What needs to be done –
Please retype every row below word for word, leaving out the pictures.
****************************************
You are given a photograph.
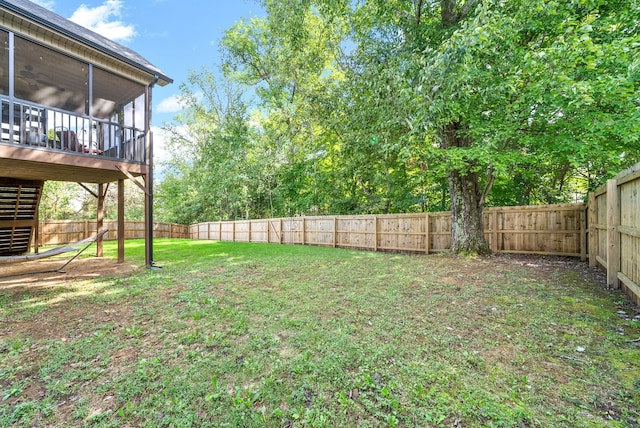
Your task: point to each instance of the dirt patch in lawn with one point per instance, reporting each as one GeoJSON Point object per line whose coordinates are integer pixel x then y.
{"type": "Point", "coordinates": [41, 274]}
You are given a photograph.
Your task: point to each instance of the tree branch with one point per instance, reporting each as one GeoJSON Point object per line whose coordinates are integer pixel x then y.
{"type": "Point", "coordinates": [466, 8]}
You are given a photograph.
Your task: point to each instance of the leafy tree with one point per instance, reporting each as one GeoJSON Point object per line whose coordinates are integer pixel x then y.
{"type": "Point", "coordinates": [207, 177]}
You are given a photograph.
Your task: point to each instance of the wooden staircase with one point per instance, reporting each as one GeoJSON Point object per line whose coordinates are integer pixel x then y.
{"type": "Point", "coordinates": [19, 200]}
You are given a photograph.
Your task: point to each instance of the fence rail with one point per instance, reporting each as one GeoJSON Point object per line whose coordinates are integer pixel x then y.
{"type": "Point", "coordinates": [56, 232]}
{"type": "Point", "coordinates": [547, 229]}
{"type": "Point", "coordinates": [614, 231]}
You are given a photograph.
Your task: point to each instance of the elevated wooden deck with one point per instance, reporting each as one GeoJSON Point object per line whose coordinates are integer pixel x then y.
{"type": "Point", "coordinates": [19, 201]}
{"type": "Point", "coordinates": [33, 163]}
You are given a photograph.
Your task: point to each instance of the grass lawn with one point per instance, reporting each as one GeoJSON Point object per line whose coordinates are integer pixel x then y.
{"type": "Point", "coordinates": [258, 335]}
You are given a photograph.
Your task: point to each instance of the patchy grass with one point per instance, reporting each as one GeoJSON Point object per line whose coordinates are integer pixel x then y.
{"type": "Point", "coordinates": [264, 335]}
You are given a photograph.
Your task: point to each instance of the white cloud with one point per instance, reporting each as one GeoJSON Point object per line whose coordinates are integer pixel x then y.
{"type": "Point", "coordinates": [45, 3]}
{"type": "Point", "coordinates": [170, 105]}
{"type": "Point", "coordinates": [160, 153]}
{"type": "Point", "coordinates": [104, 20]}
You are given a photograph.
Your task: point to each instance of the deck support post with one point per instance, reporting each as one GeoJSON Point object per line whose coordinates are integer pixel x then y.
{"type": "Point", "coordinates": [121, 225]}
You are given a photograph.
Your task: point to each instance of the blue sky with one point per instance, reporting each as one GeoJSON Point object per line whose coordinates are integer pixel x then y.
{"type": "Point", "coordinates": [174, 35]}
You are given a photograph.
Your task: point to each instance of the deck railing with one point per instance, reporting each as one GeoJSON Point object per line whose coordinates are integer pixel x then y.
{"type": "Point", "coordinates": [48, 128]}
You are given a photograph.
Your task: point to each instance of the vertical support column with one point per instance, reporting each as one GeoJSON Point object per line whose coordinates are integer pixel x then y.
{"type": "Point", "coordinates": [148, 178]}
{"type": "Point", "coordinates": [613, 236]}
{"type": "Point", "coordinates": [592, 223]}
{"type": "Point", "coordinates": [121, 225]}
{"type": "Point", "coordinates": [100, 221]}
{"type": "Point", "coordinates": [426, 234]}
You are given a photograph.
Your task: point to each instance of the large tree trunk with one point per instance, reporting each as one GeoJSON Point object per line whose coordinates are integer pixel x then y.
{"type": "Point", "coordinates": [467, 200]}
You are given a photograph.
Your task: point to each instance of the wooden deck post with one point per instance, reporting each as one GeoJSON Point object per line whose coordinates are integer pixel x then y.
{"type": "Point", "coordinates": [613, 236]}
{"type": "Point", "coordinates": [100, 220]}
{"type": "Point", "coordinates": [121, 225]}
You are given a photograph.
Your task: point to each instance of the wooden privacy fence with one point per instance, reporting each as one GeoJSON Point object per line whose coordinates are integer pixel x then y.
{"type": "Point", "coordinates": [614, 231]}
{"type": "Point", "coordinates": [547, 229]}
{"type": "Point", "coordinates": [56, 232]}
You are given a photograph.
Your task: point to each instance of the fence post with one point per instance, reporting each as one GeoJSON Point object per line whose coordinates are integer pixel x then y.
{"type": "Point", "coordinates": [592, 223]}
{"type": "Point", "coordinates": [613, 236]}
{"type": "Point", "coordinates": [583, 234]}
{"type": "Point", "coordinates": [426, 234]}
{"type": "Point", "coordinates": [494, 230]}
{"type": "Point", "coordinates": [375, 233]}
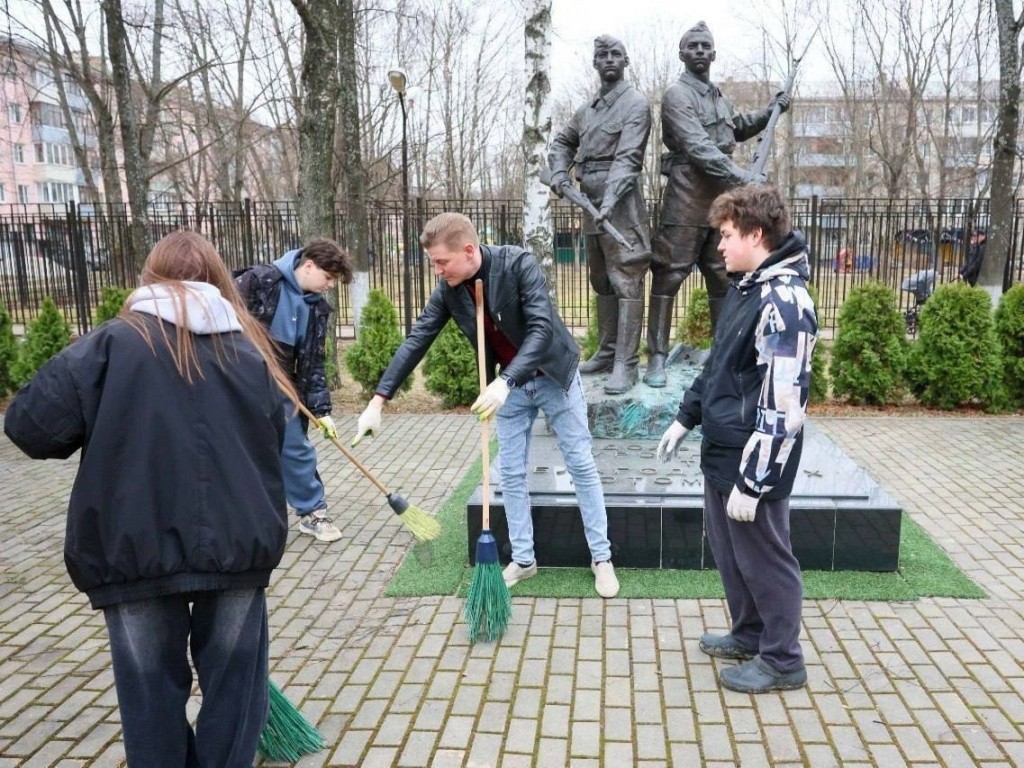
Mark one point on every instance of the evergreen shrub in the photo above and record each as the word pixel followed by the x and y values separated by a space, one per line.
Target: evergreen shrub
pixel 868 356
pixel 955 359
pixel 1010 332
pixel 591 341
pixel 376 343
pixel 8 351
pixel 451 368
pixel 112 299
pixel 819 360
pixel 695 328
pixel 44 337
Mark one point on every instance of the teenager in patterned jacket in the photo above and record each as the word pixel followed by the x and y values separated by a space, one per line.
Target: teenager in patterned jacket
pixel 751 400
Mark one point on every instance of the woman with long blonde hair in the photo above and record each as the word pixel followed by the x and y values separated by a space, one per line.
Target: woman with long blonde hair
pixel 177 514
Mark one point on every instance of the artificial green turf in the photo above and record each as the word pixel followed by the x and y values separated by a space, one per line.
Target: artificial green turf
****************************************
Result below –
You are given a photograph.
Your task: point to each instance of the dirt patch in lawn with one point per instance, reporting each as one GeoJSON Point object per line whose coordinates are integer pixel x then y.
{"type": "Point", "coordinates": [41, 274]}
You are given a photograph.
Your task: point to each instance of the tree branch with one point per instance, reporting each as one GeoJSON Point object per line whose coordinates are integer pixel x then y.
{"type": "Point", "coordinates": [466, 8]}
You are given a photograph.
Your task: point to each instance of the leafy tree with one point per instance, reporting each as one GeoJSON Point object per line whose coordinates are integer pixel x then y.
{"type": "Point", "coordinates": [207, 177]}
You are given a photograph.
Your task: point to each instance of the wooden staircase with one point per instance, reporting each as one GeoJSON Point object per line whose coordinates are integer pixel x then y.
{"type": "Point", "coordinates": [19, 200]}
You are given a photograph.
Your task: point to each instance of the fence rail with one point per instance, reporting each as one GeoJSON Point object per line whose coordinates are integer pixel x then y.
{"type": "Point", "coordinates": [56, 232]}
{"type": "Point", "coordinates": [547, 229]}
{"type": "Point", "coordinates": [614, 231]}
You are given a photograph.
Your task: point to each instance of the elevated wooden deck with one point per instance, reporting each as one GeoJSON Point object per line whose coordinates are integer pixel x then y.
{"type": "Point", "coordinates": [19, 201]}
{"type": "Point", "coordinates": [33, 163]}
You are given a photograph.
Your task: point to each instance of the grass lawn with one point per instance, reporting each as one GeoJSON Point object per line whose coordinates are integer pixel x then y.
{"type": "Point", "coordinates": [258, 335]}
You are given a photograph.
Your task: point to each instance of the patchy grass with one point per instance, reporting each as one GeoJSON Point object per line whose coordinates are integer pixel x then y.
{"type": "Point", "coordinates": [264, 335]}
You are given a photograph.
Your task: point to each instance of the white cloud with one point per instance, reporting each as one GeoJSON Point object per line whose coordinates are integer pixel x then y.
{"type": "Point", "coordinates": [45, 3]}
{"type": "Point", "coordinates": [170, 105]}
{"type": "Point", "coordinates": [160, 153]}
{"type": "Point", "coordinates": [104, 20]}
You are given a photograph.
Your task: point to each instance of the deck support post with one point per instance, reporting each as one GeoJSON Point object per line whose coordinates are integer pixel x then y.
{"type": "Point", "coordinates": [121, 225]}
You are given a photograph.
Your task: point to each instance of the blue sky with one point per instance, reporting each as one GeoJSON Point object per line whose coordinates are integer pixel x then y.
{"type": "Point", "coordinates": [174, 35]}
You are given a photograph.
Your task: point to each instance of the deck railing with one point per instance, reporting each as one GeoJSON Point object per line whose coordinates are integer pixel x then y.
{"type": "Point", "coordinates": [48, 128]}
You are given a photograph.
Your task: point to each instance of the vertical support column with one point per instance, reporting each as one GeoJSON Point object per line whose coordinates are integer pixel x then y.
{"type": "Point", "coordinates": [148, 178]}
{"type": "Point", "coordinates": [613, 236]}
{"type": "Point", "coordinates": [592, 223]}
{"type": "Point", "coordinates": [121, 225]}
{"type": "Point", "coordinates": [100, 221]}
{"type": "Point", "coordinates": [426, 234]}
You are given a photograph.
Your task: point to each instance of the large tree trunk with one point per instance, reporting each as one GeoJSON Point object per line whose coordinates are integer pixel x then y.
{"type": "Point", "coordinates": [467, 200]}
You are given a photograph.
Your task: point to each instance of the wooden deck post with one point per instance, reporting each as one GeoJSON Point object per line whose coordinates are integer pixel x then y.
{"type": "Point", "coordinates": [613, 236]}
{"type": "Point", "coordinates": [100, 220]}
{"type": "Point", "coordinates": [121, 225]}
You are given a photograph.
Your task: point to each instance of the wooden privacy fence with one point per instance, reporting each as one GeoJSON Point object per line whose coordinates are integer pixel x then y.
{"type": "Point", "coordinates": [614, 231]}
{"type": "Point", "coordinates": [547, 229]}
{"type": "Point", "coordinates": [56, 232]}
You are given a photograph.
Your task: point to each instance of the fence post with one point per instance, reporting each as one GeoJSON Point object per line whose coordinates are integer pixel x then y.
{"type": "Point", "coordinates": [592, 223]}
{"type": "Point", "coordinates": [613, 236]}
{"type": "Point", "coordinates": [583, 234]}
{"type": "Point", "coordinates": [426, 234]}
{"type": "Point", "coordinates": [494, 230]}
{"type": "Point", "coordinates": [375, 233]}
Mark one point on every instance of the evergreen shrub in the photo above and record each as the word pixel followed by the x and y values separated by a space, one per line.
Target: evergreen shrub
pixel 868 356
pixel 955 359
pixel 1010 332
pixel 591 341
pixel 376 343
pixel 8 351
pixel 451 368
pixel 112 299
pixel 819 360
pixel 695 328
pixel 44 337
Mark one point on every instance of the teenager in patterned jacket in the photo above and record each as the word pixel followed by the x and y values separated by a space, one per line.
Target: teenager in patterned jacket
pixel 751 400
Mark one point on every instance of the woman with long blonde hair in the photo above and record each as the word pixel followed by the x and y values separated by a space, one per line.
Target: woman with long blonde hair
pixel 177 514
Mark one point on every instance of the artificial green turf in the photo above and record each as the word pixel followed by the x and y values separated by a space, one per line.
Target: artificial green turf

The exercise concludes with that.